◆ Given exercise ◆
Each entry needs to be restated exactly as written.

** start of Records shown **

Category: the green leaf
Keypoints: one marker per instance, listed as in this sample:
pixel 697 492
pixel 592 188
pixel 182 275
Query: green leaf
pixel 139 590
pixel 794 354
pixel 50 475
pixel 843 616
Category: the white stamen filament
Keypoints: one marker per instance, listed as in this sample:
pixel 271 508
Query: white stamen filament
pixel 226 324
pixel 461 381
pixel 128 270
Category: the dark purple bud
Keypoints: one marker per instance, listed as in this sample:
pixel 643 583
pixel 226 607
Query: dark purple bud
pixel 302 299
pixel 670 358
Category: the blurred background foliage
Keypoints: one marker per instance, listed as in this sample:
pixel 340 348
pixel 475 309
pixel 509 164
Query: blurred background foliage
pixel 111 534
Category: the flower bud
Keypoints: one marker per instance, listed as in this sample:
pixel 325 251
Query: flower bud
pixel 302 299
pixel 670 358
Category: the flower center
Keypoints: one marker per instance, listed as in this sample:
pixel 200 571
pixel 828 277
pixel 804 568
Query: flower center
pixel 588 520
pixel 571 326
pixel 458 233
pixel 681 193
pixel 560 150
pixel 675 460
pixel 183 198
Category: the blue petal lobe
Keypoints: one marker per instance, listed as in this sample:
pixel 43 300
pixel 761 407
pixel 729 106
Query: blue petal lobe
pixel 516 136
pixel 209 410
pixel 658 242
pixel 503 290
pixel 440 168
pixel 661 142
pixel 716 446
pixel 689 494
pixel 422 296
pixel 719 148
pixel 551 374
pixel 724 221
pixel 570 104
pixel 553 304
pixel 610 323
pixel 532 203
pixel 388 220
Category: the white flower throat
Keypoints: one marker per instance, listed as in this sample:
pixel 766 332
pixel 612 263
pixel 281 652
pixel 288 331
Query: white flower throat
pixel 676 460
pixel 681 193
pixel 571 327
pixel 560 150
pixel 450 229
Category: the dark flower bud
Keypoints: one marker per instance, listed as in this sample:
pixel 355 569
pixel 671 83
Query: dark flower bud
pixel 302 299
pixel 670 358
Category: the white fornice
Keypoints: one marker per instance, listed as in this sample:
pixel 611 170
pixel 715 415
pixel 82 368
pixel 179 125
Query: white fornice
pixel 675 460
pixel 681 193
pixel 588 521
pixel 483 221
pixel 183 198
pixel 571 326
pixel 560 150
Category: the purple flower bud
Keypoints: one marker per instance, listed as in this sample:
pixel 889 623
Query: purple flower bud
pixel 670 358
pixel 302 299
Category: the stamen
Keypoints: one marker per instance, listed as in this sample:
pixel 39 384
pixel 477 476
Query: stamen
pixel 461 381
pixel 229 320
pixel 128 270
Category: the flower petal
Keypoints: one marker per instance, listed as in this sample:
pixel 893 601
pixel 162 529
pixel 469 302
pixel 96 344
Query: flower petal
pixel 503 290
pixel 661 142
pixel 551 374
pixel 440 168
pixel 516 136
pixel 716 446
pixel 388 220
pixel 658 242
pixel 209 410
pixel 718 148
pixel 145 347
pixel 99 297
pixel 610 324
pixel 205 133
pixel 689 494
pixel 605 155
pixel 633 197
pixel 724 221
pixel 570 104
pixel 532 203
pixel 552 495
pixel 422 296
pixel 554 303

** end of Records shown **

◆ Solution ◆
Category: the green leaf
Keypoints: one marker per instance, listed as in this sample:
pixel 697 492
pixel 592 188
pixel 182 275
Query: green leaf
pixel 139 590
pixel 794 354
pixel 50 475
pixel 843 616
Category: the white stamen filament
Keypoints: one marker per instance, listed as in this sample:
pixel 271 508
Query: white stamen filament
pixel 226 324
pixel 461 381
pixel 128 270
Category: the dark purple bud
Keypoints: one marker per instance, listed as in this sample:
pixel 643 583
pixel 226 607
Query: dark purple bud
pixel 302 299
pixel 670 358
Category: the blurred background foliage
Keypoints: one marker per instance, listed as in this sample:
pixel 340 348
pixel 475 309
pixel 509 164
Query: blurred background foliage
pixel 111 534
Category: the flower bud
Keypoints: one marker per instance, listed as in this sample:
pixel 325 251
Query: flower bud
pixel 302 299
pixel 670 358
Category: the flower center
Keypoints: one marker per instance, listed as in this sample:
pixel 200 571
pixel 828 277
pixel 804 568
Query: flower center
pixel 588 520
pixel 571 326
pixel 458 233
pixel 681 193
pixel 560 150
pixel 675 460
pixel 183 198
Category: the blue petal lobe
Keypoints: one marker per instance, listed as in this sample:
pixel 43 300
pixel 761 407
pixel 729 106
Query: blue petal lobe
pixel 516 136
pixel 209 410
pixel 658 242
pixel 503 290
pixel 440 168
pixel 661 142
pixel 716 446
pixel 689 494
pixel 422 296
pixel 719 148
pixel 551 374
pixel 724 221
pixel 570 104
pixel 553 304
pixel 610 323
pixel 532 203
pixel 388 220
Category: the white flower throat
Keypoints: one marker per instance, listed as in this sample:
pixel 766 332
pixel 612 263
pixel 281 652
pixel 288 331
Query: white flower throat
pixel 676 460
pixel 681 193
pixel 571 327
pixel 560 150
pixel 450 229
Category: the dark flower bud
Keypoints: one marker per instance, listed as in this sample:
pixel 355 569
pixel 671 83
Query: dark flower bud
pixel 302 299
pixel 670 358
Category: the white fornice
Keypoints: one marker per instance, listed as in this sample:
pixel 611 170
pixel 715 415
pixel 82 368
pixel 179 125
Query: white fornice
pixel 675 460
pixel 681 193
pixel 588 521
pixel 483 221
pixel 183 198
pixel 571 326
pixel 560 150
Category: the purple flower bud
Keypoints: one marker per instance, listed as in this sample:
pixel 889 623
Query: purple flower bud
pixel 670 358
pixel 302 299
Category: the stamen
Keypoints: one marker per instance, listed as in this sample:
pixel 39 384
pixel 477 476
Query: stamen
pixel 461 381
pixel 229 320
pixel 128 270
Category: the flower petal
Keypoints: one marker per instance, listed as in this sample:
pixel 893 601
pixel 162 529
pixel 469 302
pixel 96 344
Query: flower petal
pixel 503 290
pixel 661 142
pixel 551 374
pixel 440 168
pixel 516 136
pixel 716 446
pixel 388 220
pixel 658 242
pixel 209 410
pixel 718 148
pixel 145 347
pixel 99 297
pixel 610 324
pixel 205 133
pixel 689 494
pixel 605 155
pixel 633 197
pixel 724 221
pixel 570 104
pixel 532 203
pixel 552 495
pixel 422 296
pixel 554 303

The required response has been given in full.